• [Directions for this task]:
Set down the entries once more, exactly as given.

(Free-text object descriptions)
☆ ☆ ☆ ☆ ☆ ☆ ☆

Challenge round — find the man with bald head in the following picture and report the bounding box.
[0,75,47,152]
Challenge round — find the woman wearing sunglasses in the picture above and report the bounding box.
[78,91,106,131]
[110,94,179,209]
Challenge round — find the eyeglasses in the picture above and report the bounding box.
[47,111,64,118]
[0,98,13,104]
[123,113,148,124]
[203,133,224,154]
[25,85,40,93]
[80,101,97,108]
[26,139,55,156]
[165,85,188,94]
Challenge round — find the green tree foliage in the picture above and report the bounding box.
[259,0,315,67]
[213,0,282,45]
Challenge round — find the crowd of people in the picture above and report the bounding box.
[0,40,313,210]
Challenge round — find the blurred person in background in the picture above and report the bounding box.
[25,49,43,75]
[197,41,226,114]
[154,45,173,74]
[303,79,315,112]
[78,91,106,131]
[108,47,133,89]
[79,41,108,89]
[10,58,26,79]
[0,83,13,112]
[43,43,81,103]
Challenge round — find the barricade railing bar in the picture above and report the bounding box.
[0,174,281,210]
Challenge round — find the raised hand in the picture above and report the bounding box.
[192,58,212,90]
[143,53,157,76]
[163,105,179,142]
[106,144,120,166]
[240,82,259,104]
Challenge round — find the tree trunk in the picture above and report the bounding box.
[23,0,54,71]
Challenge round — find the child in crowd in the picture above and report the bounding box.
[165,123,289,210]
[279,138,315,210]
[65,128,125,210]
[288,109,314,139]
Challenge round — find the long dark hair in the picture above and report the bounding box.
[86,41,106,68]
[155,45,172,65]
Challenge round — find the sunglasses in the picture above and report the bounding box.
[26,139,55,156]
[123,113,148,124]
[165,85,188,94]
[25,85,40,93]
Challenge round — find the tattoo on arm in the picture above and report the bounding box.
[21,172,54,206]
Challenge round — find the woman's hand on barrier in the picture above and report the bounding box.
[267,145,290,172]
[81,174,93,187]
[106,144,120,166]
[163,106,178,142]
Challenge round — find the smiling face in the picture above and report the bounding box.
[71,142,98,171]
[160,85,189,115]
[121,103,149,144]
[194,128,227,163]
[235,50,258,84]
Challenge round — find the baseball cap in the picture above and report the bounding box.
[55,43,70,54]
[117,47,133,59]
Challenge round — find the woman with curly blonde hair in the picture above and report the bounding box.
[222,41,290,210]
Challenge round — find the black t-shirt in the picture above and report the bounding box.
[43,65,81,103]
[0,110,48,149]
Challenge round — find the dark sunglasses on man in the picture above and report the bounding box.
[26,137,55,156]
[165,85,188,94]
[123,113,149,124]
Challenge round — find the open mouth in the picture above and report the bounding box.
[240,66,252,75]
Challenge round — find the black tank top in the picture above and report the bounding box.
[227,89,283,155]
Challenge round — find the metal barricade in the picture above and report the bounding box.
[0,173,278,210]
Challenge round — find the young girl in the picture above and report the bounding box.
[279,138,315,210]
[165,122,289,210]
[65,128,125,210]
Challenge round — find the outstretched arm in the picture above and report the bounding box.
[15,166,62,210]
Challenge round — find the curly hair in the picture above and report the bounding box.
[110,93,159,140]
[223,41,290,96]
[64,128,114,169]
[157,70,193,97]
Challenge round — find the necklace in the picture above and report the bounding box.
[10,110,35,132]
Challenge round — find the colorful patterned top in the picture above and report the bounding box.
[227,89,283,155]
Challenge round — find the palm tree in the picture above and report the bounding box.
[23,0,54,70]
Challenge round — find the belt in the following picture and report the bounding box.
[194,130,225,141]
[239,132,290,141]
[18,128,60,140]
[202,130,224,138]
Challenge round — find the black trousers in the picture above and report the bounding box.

☆ ☆ ☆ ☆ ☆ ☆ ☆

• [Response to the task]:
Challenge round — find the man with bald head in the following picture and report the bounding box.
[0,75,47,152]
Challenge round — find the woman wearing sunglasses in the picture above and report the bounding box.
[78,91,106,131]
[110,94,179,209]
Challenge round — find the eyeglasses in the picture above and report the bounding box.
[47,111,64,118]
[0,98,13,104]
[123,113,148,124]
[203,133,224,154]
[25,85,40,93]
[80,101,97,108]
[26,139,55,156]
[165,85,188,94]
Challenge round — find the green tree foliage in the picture above and report the bounding box.
[259,0,315,67]
[213,0,282,45]
Challenge round — find the crowd of people in the picture above and report the bounding box.
[0,40,313,210]
Challenge round — find the blurred person in background in the picture above and report the bounding box.
[25,49,43,75]
[197,41,226,114]
[154,45,173,74]
[303,79,315,112]
[78,91,106,131]
[108,47,133,89]
[79,41,108,89]
[10,58,26,79]
[0,83,13,112]
[43,43,81,103]
Challenge round — find the barricade railing bar in the picture above and report the bounding box.
[0,174,281,210]
Challenge round — find the raised hand in the picture above and report the bounding box.
[192,58,212,90]
[143,53,157,76]
[163,105,179,142]
[106,144,120,166]
[240,82,259,104]
Challenge round — find the tree trunk in the picture above and report the bounding box.
[23,0,54,71]
Challenge round — find the child in crowd in the picture above and report the bounding box.
[165,123,289,210]
[279,138,315,210]
[65,128,125,210]
[288,109,314,139]
Challenge round — find the long dark hair in the picture above and report the bounding box.
[86,41,106,68]
[155,45,172,65]
Challenge round — find the sunglasses in the picture above and report the bounding box.
[26,139,55,156]
[123,113,148,124]
[165,85,188,94]
[25,85,40,93]
Challenge round — find the tattoo on arm in the picture above and report the bounding box.
[21,172,54,206]
Challenge round — find the woman's hand on barrier in the picture above and report the bounding box.
[267,145,290,172]
[81,174,93,187]
[106,144,120,166]
[163,106,178,142]
Challenge round — find the smiling face in the picture above and report the bounding box.
[71,142,98,171]
[160,85,189,115]
[121,103,149,144]
[194,128,227,163]
[235,50,258,84]
Challenge round — find the baseball cap in the picture above and report the bounding box.
[55,43,70,54]
[117,47,133,59]
Challenge round — find the woman with curly blonde hair in the picture above and report the bounding box.
[222,41,290,210]
Challenge round — find the black t-shirt in the picture above and report the bounding box.
[43,65,81,103]
[0,110,48,149]
Challenge round — find the dark sunglasses on man in the picture above and report the bounding box.
[26,137,55,156]
[165,85,188,94]
[123,113,149,124]
Challenge round — find the open mouth in the picture above and report the bounding box.
[240,66,252,75]
Challenge round — find the black tank top in the picture above and report the bounding box.
[227,89,283,155]
Challenge round — find the metal barricade in the picture above and report the bounding box.
[0,173,278,210]
Challenge round — find the young girl in the picture above and report the bounding box.
[279,138,315,210]
[165,122,289,210]
[65,128,125,210]
Challenge round — find the outstretched arm in the picture above and report the bounding box.
[15,166,62,210]
Challenge round — find the curly hair in the picture above and report the bounding box.
[110,93,159,140]
[223,41,290,96]
[64,128,114,169]
[157,70,193,97]
Challenge round — find the necklace in the picture above and report the bounding box.
[10,110,35,132]
Challenge round — find the colorful patterned top in the picture above and report the bounding box.
[227,89,283,155]
Challenge round — find the palm tree in the picture above and report the bounding box.
[23,0,54,70]
Challenge round — find the belt in the following picture and report the bounding box.
[194,130,225,141]
[239,132,290,141]
[18,128,60,140]
[202,130,224,138]
Challenge round — find the black trousers in the picture above and report the bounding box.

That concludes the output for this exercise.